[[ Input records open ]]

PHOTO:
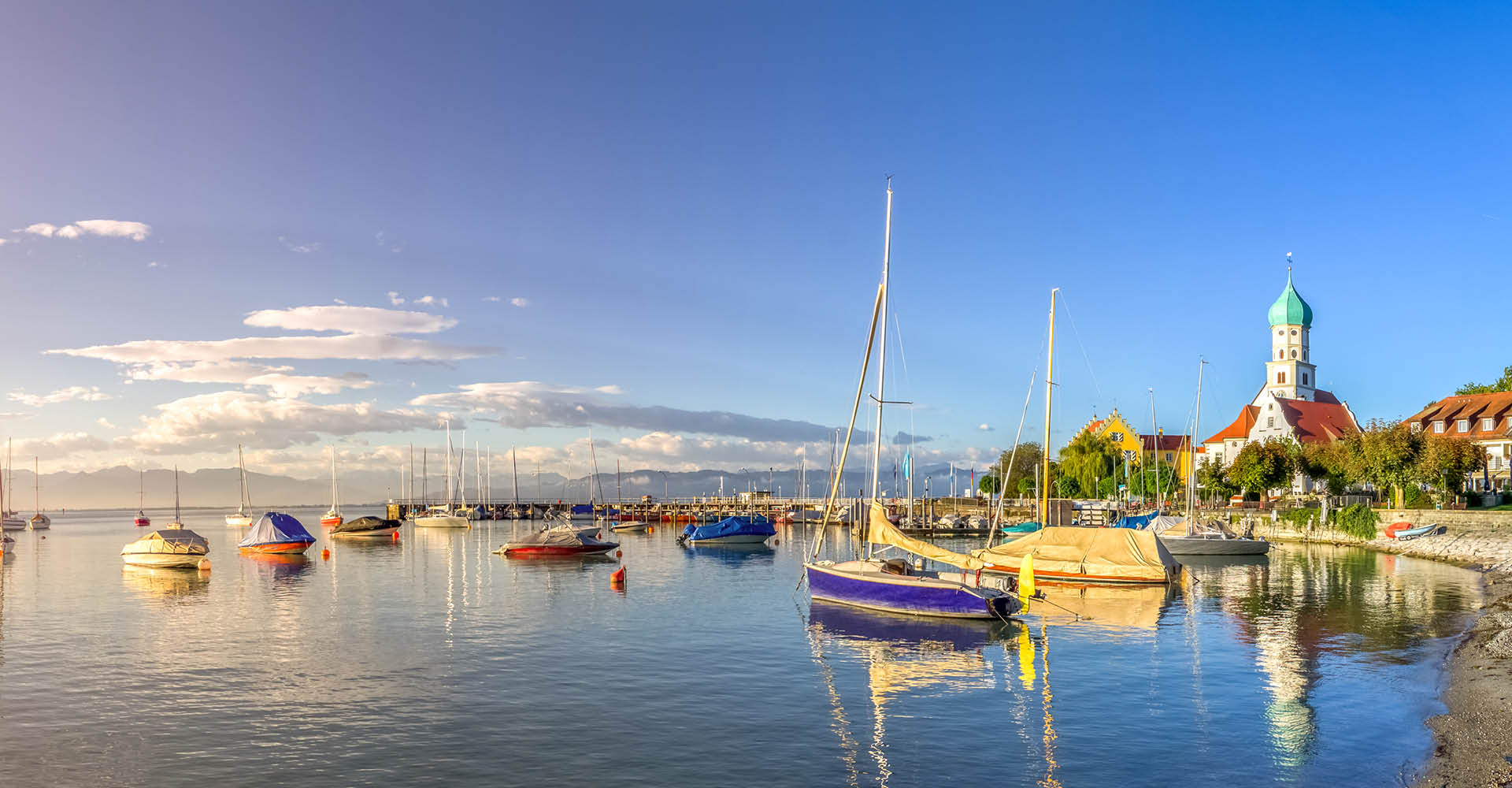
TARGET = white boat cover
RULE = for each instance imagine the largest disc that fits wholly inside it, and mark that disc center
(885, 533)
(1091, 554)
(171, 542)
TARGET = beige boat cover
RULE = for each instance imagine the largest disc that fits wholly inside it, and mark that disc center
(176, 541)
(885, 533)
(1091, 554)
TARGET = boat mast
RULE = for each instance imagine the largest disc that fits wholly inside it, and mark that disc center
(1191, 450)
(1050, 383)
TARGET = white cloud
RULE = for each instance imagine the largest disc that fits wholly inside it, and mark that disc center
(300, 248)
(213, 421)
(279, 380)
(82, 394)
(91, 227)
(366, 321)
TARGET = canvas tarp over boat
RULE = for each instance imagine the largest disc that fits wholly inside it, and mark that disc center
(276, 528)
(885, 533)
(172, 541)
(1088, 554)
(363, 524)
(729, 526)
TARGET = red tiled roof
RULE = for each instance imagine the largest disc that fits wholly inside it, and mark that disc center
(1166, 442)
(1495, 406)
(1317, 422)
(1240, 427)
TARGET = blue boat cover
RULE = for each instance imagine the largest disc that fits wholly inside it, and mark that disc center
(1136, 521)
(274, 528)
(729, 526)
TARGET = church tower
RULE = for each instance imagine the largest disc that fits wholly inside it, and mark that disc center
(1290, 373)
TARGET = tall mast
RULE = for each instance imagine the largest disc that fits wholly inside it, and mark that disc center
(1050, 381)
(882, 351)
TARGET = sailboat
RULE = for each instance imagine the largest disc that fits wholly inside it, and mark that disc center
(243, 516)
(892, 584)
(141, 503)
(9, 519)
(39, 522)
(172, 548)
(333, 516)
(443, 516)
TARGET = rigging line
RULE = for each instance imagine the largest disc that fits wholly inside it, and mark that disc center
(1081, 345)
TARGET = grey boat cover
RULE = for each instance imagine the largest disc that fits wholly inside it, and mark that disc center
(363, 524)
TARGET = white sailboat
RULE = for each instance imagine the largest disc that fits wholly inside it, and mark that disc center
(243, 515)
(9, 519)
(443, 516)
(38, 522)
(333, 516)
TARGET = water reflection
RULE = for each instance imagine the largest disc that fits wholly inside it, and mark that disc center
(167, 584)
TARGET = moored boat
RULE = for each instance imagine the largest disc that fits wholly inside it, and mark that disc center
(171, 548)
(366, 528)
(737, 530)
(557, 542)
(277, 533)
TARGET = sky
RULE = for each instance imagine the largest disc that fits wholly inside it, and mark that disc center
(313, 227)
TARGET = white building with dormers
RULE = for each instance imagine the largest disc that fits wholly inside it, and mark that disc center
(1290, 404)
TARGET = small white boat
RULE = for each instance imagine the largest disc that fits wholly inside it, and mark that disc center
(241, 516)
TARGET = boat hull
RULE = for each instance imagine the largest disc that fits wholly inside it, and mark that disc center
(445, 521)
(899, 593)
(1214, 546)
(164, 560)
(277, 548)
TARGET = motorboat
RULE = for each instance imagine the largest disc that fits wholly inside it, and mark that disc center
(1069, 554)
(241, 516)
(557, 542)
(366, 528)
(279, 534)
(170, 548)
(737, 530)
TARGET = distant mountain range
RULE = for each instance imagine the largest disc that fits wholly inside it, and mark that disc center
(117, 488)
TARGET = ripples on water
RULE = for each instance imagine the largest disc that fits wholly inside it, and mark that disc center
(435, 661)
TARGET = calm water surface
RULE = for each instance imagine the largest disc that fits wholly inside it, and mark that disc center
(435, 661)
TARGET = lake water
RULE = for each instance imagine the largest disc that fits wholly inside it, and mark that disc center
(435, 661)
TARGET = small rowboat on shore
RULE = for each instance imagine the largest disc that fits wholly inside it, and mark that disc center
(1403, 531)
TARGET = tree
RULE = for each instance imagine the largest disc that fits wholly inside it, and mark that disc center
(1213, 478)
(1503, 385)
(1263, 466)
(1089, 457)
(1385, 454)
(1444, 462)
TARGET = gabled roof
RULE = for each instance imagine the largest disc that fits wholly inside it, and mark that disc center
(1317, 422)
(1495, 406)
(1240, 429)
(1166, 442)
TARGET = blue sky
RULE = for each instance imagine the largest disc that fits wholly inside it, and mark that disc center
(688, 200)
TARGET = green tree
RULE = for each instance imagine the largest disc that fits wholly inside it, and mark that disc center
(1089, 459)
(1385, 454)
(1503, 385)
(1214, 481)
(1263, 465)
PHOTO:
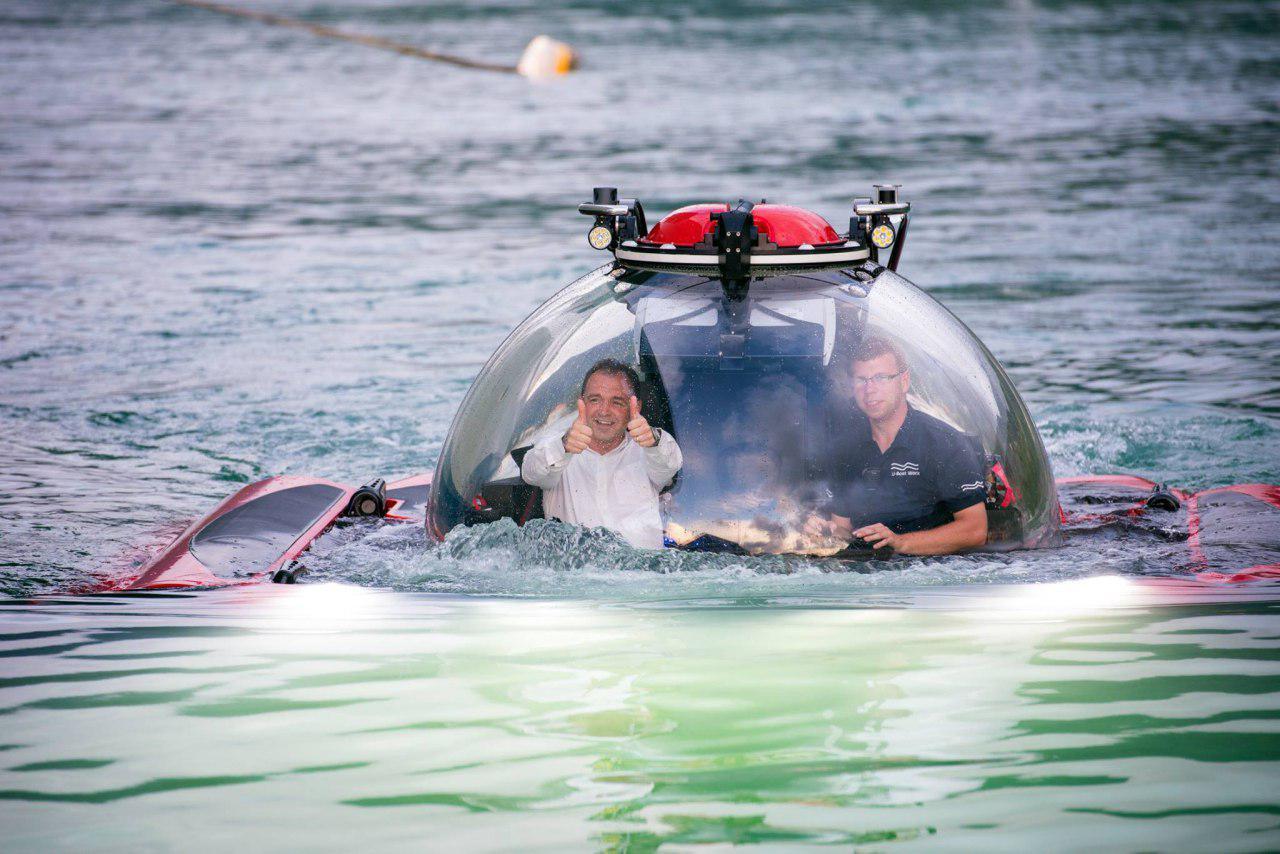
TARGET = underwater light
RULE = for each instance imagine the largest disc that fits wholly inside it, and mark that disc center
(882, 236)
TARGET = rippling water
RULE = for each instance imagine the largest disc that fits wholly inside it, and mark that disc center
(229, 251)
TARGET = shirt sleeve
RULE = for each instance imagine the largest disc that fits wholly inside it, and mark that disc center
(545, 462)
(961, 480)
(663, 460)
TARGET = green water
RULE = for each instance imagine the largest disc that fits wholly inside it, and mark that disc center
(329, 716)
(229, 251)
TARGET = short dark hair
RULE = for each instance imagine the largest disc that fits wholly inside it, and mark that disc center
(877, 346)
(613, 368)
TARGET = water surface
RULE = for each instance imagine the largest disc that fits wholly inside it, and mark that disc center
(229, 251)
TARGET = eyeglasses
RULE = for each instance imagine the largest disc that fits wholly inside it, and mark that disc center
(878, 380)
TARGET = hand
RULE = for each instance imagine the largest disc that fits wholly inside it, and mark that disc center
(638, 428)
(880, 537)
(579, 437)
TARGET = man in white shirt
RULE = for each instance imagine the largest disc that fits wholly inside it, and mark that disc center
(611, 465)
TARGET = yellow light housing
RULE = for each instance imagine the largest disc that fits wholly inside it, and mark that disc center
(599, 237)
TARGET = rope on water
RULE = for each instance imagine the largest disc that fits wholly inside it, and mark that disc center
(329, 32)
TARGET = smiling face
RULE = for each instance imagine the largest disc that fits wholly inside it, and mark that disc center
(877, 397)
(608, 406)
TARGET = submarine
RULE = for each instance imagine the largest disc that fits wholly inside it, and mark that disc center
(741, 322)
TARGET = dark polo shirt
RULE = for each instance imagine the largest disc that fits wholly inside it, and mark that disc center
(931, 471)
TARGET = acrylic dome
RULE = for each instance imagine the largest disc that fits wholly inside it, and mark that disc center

[[ Input records closed ]]

(What you should do)
Could you set down the records above word for word, without any of the pictures?

(Final answer)
PHOTO:
TARGET = white boat cover
RULE = for each instance imagine the largest disc that fits wholly inside it, and mark that disc center
(885, 533)
(1091, 554)
(171, 542)
TARGET = beige boat cover
RULE = for each instance imagine the largest disc that fits wholly inside it, and mark that disc center
(176, 541)
(885, 533)
(1091, 554)
TARGET = boat mast
RULE = for each instance imagine the largest disc that fits wholly inside it, and mark that disc center
(1191, 450)
(1050, 383)
TARGET = white cloud
RULE = for each instance imagine the largest disc that fits wholly inside it, and mark that disc center
(300, 248)
(213, 421)
(279, 380)
(82, 394)
(91, 227)
(366, 321)
TARGET = canvas tarp over boat
RULE = for each instance imagine the largest disc that fits wholly inside it, and mark that disc center
(276, 528)
(885, 533)
(172, 541)
(1088, 554)
(363, 524)
(729, 526)
TARGET = red tiled roof
RULE = for each instance imagine the largest disc that fits wholly inside it, and mark that disc center
(1166, 442)
(1495, 406)
(1317, 422)
(1240, 427)
TARGET = blue boat cover
RULE = for each instance imagine the largest disc that fits wholly inside it, and mark that disc center
(1136, 521)
(274, 528)
(729, 526)
TARGET = church tower
RULE = for each instance imagine the largest disc that fits wholly inside it, and mark that disc center
(1290, 373)
TARGET = tall mast
RULE = for each instance imagine the largest disc that fits wholly inside it, and mark that disc center
(1050, 381)
(882, 351)
TARGET = sailboat
RULE = for each instance imagine the largest disc that fits wholly inside it, and mark that disc center
(243, 516)
(892, 584)
(141, 503)
(9, 519)
(39, 522)
(172, 548)
(333, 516)
(443, 516)
TARGET = rigging line
RULE = for each instance imagine the largest disc that fits wholly inside it, and mark that disc center
(1081, 345)
TARGET = grey boat cover
RULE = for each instance imagine the largest disc that fits wholly inside it, and mark that disc center
(363, 524)
TARGET = white sailboat
RULE = for each instance imagine the largest disc that fits wholly inside it, and mark that disc center
(243, 515)
(9, 519)
(443, 516)
(38, 522)
(333, 516)
TARGET = water reflection
RULE = for each instance imagine the largest disc that fits wholly inside it, and mark that disc center
(167, 584)
TARGET = moored boat
RULE = for each instance imagine the largest disc that fits wholly inside it, and mark that disc center
(171, 548)
(366, 528)
(737, 530)
(557, 542)
(277, 533)
TARGET = sky
RULE = for each instance imagine the largest disc that fits wholly inside it, and mark that disc center
(313, 227)
TARGET = white building with dormers
RULE = for each instance imagine the largest disc that fits wholly inside it, and mark that disc center
(1290, 404)
TARGET = small white boat
RULE = for each instance imagine the largest disc that fits wholly inside it, and mark that disc center
(241, 516)
TARGET = boat hull
RULE = for each instance imagine the largest disc that fits wholly inside it, and mark that disc center
(445, 521)
(899, 593)
(1214, 546)
(164, 560)
(277, 548)
TARGET = motorboat
RULE = for each instance imagine the largest disc that fits wholly inside it, and mark that disc center
(1069, 554)
(241, 516)
(557, 542)
(366, 528)
(279, 534)
(170, 548)
(737, 530)
TARGET = distant mountain range
RULE = for each instance imagine the largest disc that fits wholly inside it, and mark that disc center
(117, 488)
TARGET = ripples on water
RULE = for each instance imagine the largest disc that fits wholly inside it, and mark that disc center
(435, 661)
TARGET = calm water surface
RULE = for each instance imagine the largest disc that fits wholly inside it, and mark that disc center
(435, 661)
TARGET = lake water
RULE = for each instance imagine the largest disc that fits wholly inside it, and mark that disc center
(435, 661)
TARGET = small rowboat on shore
RULE = for each instance imagine the largest disc that fits wholly inside it, and mark that disc center
(1403, 531)
TARGET = tree
RULE = for each instance imagine the largest disc that fits wholly inside it, and mark that disc center
(1213, 478)
(1503, 385)
(1263, 466)
(1089, 457)
(1385, 454)
(1444, 462)
TARGET = gabled roof
RULE = for each instance imagine the largest disc that fits wholly inside it, and mark that disc center
(1317, 422)
(1495, 406)
(1240, 429)
(1166, 442)
TARGET = blue sky
RULE = for each instance imagine the largest disc that fits wholly inside it, and mark that disc center
(688, 200)
TARGET = green tree
RULE = for each instance imagine the largest disc that fits wholly inside it, and mark that disc center
(1089, 459)
(1385, 454)
(1503, 385)
(1214, 481)
(1263, 465)
PHOTO:
TARGET = underwater light
RULE = for each instance imagine the largest disc that fits wholly inside it, and mark that disc center
(882, 236)
TARGET = rippling water
RULE = for each instance imagine the largest disc that fits wholly inside it, and mark that disc center
(229, 251)
TARGET = shirt sleeve
RULE = for each instance imagine the largest disc that fits wholly inside it, and mark that disc center
(545, 462)
(961, 480)
(663, 460)
TARGET = green water
RULE = for each instance imagine the largest disc that fits wholly inside it, and mark that disc center
(329, 716)
(229, 251)
TARGET = short dark hair
RULE = for each instance imagine the largest disc that fits wholly inside it, and mark that disc center
(877, 346)
(613, 368)
TARGET = water surface
RULE = for each instance imagine the largest disc that fits wholly inside it, and mark that disc center
(229, 251)
TARGET = eyeglasses
RULE = for each instance imagine the largest disc that fits wholly inside it, and mark that disc center
(878, 380)
TARGET = hand
RULE = for each instance imagine the largest disc that fits wholly inside it, and mark that disc center
(638, 428)
(880, 537)
(579, 437)
TARGET = man in white shirt
RULE = for each instance imagine the largest disc that fits wholly inside it, and mark that disc center
(611, 465)
TARGET = yellow light housing
RULE = for each instance imagine the largest disc that fits wholly inside it, and mark that disc center
(599, 237)
TARGET = rope on water
RULE = for each instance imagine the largest disc that fits wholly inside it, and mark that disc center
(329, 32)
TARGET = smiling face
RULE = for each instance imagine the largest disc that fits wholly inside it, and mark that disc center
(877, 397)
(608, 406)
TARGET = submarine
RULE = for each instance imagine the largest disc that fits wholly inside it, and mark that disc center
(741, 322)
TARGET = dark polo shirt
RULE = for each instance imagine the largest disc that fits wholly inside it, and mark that disc center
(931, 471)
TARGET = acrylic dome
RULE = for each instance imagine the largest disc that fits wholly inside it, and mark that disc center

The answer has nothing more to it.